• WRITTEN EXERCISE: Find every line in the entries below that contains "rock" and copy each of those lines in full. Case counts: a line qualifies only if its capitalization matches.

• PROVIDED ENTRIES:
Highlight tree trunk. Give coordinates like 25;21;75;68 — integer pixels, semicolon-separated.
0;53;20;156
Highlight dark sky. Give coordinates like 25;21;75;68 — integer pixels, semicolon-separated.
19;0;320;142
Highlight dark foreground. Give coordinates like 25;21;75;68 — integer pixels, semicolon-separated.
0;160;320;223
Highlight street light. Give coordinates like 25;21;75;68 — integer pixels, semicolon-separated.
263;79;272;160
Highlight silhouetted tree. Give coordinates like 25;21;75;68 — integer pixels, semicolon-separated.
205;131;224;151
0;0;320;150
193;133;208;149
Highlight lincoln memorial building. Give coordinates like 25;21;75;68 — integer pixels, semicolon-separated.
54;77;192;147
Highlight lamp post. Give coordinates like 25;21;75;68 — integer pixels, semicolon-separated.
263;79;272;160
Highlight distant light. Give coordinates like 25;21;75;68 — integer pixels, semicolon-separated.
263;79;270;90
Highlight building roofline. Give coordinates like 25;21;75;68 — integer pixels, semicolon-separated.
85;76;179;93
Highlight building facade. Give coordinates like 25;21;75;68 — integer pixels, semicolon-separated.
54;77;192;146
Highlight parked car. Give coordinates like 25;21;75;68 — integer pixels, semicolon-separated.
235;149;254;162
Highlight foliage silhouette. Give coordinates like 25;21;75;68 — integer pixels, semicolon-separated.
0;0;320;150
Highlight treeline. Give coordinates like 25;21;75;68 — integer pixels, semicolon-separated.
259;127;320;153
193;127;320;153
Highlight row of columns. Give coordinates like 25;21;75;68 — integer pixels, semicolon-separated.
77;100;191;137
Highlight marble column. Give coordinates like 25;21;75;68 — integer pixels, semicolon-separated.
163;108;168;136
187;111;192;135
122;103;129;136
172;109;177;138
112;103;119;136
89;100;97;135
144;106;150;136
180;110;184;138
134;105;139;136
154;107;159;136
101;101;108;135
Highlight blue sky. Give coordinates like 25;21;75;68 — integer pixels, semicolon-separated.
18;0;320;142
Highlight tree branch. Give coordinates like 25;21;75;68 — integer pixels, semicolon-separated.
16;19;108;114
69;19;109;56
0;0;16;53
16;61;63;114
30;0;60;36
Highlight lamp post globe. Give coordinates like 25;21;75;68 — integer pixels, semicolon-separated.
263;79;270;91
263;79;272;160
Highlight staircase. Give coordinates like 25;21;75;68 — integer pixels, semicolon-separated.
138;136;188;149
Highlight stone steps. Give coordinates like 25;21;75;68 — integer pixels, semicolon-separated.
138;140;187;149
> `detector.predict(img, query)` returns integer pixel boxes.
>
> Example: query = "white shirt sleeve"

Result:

==

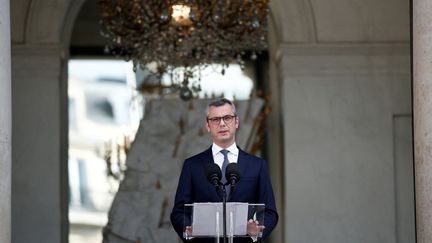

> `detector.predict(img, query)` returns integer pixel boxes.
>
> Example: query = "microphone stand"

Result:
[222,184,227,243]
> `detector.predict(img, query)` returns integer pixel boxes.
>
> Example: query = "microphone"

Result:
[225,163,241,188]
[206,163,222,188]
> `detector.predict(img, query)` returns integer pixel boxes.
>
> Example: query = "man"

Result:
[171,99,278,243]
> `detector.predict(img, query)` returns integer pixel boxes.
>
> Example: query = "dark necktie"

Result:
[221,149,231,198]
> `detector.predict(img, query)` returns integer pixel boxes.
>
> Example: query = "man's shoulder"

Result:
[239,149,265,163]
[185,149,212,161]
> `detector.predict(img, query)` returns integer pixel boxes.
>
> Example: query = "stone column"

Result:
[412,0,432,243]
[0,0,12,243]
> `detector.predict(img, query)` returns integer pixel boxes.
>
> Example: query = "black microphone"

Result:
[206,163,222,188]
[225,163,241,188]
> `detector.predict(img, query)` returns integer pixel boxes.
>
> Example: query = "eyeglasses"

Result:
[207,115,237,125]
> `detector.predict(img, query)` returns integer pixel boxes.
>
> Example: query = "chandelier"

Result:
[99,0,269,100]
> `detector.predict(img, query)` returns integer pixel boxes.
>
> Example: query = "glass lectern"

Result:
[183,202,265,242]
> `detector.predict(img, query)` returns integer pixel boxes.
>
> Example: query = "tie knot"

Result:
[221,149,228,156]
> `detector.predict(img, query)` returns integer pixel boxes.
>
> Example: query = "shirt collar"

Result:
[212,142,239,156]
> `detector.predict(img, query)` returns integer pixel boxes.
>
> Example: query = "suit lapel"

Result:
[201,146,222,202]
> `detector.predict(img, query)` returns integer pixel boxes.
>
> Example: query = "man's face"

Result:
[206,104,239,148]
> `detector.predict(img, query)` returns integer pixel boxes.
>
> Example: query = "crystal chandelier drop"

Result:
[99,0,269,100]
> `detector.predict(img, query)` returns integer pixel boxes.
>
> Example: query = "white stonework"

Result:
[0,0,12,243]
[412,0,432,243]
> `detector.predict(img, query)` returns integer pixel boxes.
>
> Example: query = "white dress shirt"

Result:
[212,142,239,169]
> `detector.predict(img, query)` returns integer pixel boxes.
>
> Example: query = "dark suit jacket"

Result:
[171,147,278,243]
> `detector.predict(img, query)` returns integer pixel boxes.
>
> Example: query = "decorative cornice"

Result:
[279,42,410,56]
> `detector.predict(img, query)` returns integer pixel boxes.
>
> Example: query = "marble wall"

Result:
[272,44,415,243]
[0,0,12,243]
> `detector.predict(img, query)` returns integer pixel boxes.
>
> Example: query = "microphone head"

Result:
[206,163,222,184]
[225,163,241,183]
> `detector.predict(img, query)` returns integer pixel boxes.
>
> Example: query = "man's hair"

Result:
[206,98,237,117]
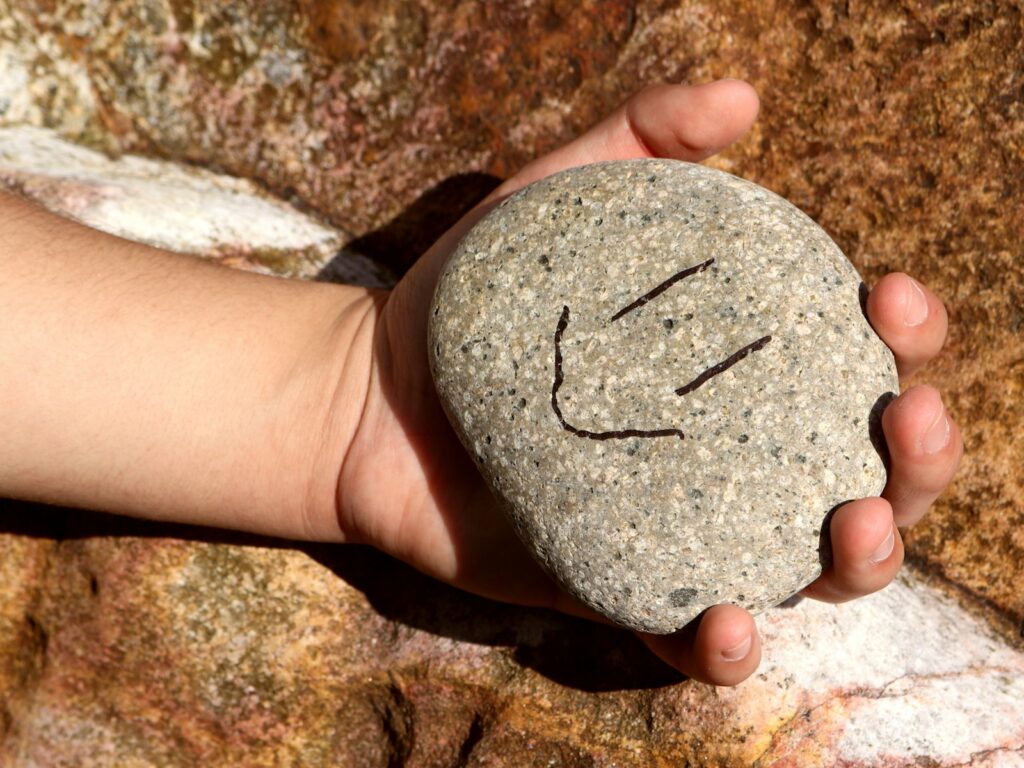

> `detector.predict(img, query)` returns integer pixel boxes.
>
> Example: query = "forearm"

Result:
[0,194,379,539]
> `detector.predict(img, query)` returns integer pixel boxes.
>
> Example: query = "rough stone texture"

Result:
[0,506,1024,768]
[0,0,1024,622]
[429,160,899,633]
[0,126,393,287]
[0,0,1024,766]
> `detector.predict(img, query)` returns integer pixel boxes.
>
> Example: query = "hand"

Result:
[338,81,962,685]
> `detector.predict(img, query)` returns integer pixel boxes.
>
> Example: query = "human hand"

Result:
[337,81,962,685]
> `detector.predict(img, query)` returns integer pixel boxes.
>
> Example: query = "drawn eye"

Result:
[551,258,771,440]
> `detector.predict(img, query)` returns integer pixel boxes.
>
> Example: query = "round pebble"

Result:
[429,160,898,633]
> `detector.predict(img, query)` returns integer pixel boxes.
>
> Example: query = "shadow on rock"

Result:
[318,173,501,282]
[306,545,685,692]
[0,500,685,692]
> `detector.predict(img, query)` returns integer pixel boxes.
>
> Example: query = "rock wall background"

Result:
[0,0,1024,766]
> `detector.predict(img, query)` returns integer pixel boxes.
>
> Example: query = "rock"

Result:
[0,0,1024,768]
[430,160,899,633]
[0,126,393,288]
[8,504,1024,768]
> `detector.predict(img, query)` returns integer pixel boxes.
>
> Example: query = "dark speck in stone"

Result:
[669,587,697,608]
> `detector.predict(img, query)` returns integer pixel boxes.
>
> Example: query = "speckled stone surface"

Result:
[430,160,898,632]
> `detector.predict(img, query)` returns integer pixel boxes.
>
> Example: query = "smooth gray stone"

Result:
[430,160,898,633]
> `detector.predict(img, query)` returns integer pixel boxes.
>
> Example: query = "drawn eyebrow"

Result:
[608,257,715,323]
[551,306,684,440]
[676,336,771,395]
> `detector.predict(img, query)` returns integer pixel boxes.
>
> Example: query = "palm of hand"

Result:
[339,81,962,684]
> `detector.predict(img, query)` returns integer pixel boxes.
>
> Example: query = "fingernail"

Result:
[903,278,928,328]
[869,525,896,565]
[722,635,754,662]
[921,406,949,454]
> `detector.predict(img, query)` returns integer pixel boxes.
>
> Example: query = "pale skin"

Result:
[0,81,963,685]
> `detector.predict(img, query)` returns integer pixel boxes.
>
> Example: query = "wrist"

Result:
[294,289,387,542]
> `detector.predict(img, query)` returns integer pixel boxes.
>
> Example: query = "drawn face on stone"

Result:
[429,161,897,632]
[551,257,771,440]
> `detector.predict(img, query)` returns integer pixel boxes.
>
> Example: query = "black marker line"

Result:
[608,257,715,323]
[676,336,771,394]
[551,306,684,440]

• EXERCISE ANSWER:
> Example: query = "shadow on rock"
> Example: query = "rock wall background"
> Example: query = "rock"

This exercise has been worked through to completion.